■ **Extracted text**
Some of the barriers that VR presents are unavoidable, there are people who will simply never be able to take part in VR as it currently exists. From the people who will never be able to overcome simulation sickness, to people who simply aren’t physically able to have a bulky device on their head.

But other barriers are avoidable, through the right design considerations - through accessibility.

It is still early days for this iteration of VR, so this post doesn’t aim to provide all of the answers or form a concrete set of guidelines. There will be issues that are not covered here, and still there’s huge room for innovation, discovering new and better design patterns.

It does however aim to ask some questions, point out a few VR-specific barriers to access, and show a few possible solutions, allowing you to include more people as a result.

Simulation sickness

“I've stopped buying or playing any game that only uses artificial motion due to motion sickness. I've tried them on and off for about 6 weeks now and every time I feel sick.”

Lord Wibbley, via Reddit

Simulation sickness occurs due to some of your senses telling your brain that one thing is happening, while other senses are busy telling your brain that something else is happening – a sensory mismatch between your visual system and your vestibular system. It is similar to motion sickness, but the opposite. Motion sickness occurs when your visual system says you are stationary but your vestibular system says you are moving. Simulation sickness occurs when your visual system says you are moving but your vestibular system says you are stationary.

Simulation sickness is the area of accessibility that has seen by far the biggest effort. Not really surprising, considering the role it played in the decline of the of the VR industry in the early 90s.

Sega VR headset

“The home version of the Sega VR was never released because it gave users motion sickness. As Tom Kalinske told Hyper in an interview, “We had great hopes for it in the nineties but the technology wasn’t there, plus almost everyone got sick from immersing.””

From Sega & VR – Ahead Of It’s Time

It is a prevalent and important issue. Some people will never be able to play due to it, regardless of how well designed the hardware or software is. Even just putting on a headset and looking around is enough to trigger simulation sickness in some people.

Pointing dataset listing:

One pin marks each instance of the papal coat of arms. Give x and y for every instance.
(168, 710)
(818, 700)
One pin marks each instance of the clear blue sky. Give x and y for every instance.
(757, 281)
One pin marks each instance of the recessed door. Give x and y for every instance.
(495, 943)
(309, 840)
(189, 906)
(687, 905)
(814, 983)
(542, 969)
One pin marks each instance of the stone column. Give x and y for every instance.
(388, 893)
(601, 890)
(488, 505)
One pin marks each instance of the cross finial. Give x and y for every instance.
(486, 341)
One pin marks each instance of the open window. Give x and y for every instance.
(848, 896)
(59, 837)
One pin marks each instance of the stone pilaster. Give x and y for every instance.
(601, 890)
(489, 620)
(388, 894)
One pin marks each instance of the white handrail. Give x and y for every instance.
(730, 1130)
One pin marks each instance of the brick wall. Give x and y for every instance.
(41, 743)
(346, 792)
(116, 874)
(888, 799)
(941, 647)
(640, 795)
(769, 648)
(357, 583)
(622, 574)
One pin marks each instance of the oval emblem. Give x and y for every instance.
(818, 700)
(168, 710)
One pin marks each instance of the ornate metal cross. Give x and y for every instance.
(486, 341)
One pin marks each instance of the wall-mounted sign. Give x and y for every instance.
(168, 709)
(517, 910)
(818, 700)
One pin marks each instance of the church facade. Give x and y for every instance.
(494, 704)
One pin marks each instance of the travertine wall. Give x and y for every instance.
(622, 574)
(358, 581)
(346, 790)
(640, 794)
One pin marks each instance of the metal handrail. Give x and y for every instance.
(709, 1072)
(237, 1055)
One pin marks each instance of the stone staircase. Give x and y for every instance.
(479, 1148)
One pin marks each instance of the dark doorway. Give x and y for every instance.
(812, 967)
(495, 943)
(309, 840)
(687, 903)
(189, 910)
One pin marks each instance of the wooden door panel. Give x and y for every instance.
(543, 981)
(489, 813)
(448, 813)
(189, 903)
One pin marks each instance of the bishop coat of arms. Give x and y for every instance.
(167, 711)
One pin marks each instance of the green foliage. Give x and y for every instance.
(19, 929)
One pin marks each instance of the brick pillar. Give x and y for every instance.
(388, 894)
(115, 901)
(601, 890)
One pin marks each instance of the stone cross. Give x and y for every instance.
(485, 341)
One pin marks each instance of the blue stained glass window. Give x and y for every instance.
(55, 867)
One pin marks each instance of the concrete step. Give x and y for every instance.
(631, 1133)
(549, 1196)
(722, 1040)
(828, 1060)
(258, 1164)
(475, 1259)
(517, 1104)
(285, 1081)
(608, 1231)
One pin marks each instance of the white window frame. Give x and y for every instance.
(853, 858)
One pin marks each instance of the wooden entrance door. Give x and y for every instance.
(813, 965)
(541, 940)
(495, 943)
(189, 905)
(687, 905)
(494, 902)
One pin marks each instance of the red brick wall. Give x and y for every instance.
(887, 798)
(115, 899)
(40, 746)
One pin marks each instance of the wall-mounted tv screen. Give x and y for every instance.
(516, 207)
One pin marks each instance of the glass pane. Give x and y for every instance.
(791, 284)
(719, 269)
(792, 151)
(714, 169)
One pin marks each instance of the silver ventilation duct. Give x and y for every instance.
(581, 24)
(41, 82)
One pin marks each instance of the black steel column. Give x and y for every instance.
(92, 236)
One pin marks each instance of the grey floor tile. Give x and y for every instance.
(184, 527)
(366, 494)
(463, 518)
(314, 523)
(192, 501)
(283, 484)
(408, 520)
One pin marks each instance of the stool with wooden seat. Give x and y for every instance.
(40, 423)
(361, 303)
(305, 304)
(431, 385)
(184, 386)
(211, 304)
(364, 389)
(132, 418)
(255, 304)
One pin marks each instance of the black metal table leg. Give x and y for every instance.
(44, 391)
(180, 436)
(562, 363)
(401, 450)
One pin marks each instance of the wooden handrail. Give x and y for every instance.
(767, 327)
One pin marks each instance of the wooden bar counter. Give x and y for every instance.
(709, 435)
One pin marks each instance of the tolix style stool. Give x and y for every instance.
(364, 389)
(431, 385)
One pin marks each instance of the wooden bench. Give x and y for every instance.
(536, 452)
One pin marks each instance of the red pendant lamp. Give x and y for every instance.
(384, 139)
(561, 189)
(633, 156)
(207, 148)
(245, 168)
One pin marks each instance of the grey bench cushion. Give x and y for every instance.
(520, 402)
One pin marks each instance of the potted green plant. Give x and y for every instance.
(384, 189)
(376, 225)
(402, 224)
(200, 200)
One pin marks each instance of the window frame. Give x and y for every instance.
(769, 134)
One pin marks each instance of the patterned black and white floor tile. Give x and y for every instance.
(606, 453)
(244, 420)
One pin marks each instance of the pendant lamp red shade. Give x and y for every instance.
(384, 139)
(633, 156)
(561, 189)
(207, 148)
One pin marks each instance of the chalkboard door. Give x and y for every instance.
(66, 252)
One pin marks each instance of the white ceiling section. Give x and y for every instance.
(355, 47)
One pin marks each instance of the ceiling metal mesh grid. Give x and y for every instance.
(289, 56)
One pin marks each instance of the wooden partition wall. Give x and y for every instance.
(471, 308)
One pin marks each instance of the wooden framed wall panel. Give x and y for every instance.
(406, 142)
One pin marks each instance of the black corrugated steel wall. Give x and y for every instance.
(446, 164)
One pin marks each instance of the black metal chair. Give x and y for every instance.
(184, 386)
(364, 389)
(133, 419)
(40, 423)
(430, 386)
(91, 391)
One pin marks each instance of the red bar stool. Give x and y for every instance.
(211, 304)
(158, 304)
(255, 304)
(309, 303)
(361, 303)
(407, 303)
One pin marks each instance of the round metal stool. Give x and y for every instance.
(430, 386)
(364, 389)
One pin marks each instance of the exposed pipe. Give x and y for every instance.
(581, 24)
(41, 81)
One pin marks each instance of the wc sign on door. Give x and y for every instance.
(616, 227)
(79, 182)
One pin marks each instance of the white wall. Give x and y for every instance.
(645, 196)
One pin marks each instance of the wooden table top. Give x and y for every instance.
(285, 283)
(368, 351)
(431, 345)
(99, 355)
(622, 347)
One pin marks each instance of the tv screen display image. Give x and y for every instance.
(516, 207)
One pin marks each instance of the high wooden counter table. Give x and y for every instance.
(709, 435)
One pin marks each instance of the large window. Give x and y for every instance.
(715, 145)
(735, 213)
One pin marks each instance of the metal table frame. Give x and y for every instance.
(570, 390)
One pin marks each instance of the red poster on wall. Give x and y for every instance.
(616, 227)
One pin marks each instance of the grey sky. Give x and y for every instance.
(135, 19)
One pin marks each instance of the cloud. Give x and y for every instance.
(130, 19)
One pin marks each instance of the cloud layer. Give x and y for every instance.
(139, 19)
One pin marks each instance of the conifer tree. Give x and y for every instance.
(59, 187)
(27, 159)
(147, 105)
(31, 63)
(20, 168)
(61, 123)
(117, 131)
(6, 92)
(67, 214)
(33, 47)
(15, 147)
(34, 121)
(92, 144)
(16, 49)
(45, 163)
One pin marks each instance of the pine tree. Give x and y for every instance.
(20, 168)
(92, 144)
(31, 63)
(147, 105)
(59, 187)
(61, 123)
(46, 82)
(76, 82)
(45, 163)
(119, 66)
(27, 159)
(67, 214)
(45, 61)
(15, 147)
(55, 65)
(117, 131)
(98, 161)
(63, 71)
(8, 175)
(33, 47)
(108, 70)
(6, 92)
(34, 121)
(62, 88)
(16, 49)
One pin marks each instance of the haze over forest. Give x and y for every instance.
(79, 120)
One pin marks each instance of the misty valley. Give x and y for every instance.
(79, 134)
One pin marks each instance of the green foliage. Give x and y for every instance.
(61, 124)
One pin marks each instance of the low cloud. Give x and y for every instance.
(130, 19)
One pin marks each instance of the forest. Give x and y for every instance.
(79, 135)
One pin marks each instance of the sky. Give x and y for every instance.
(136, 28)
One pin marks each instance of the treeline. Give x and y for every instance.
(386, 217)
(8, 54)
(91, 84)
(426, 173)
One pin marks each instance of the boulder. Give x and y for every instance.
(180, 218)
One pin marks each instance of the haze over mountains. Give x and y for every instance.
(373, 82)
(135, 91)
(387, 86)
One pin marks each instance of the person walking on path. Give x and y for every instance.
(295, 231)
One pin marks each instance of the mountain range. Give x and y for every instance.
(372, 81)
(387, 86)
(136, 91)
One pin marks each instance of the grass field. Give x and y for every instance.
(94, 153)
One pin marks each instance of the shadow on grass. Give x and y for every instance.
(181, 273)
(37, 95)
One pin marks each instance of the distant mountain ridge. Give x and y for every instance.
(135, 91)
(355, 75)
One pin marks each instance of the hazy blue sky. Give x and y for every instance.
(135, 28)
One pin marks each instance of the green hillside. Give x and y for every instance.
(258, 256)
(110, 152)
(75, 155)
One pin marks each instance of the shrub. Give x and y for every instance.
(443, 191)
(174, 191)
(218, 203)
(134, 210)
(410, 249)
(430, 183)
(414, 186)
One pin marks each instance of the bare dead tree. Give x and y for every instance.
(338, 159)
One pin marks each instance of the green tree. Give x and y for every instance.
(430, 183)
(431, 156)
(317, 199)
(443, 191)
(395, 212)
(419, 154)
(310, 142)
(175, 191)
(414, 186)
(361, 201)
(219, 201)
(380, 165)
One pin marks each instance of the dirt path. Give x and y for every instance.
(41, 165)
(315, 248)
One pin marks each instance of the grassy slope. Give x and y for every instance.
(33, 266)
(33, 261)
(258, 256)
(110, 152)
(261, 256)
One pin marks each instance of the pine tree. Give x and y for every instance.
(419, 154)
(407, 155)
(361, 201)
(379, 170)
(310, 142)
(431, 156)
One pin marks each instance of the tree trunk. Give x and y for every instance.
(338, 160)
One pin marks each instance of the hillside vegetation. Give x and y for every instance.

■ **Description of the task**
Translate this sentence from the VR accessibility text into Spanish: "But other barriers are avoidable, through the right design considerations - through accessibility." The listing has no connection to the VR accessibility text.

■ **Result**
Pero otras barreras son evitables, mediante las consideraciones de diseño adecuadas: mediante la accesibilidad.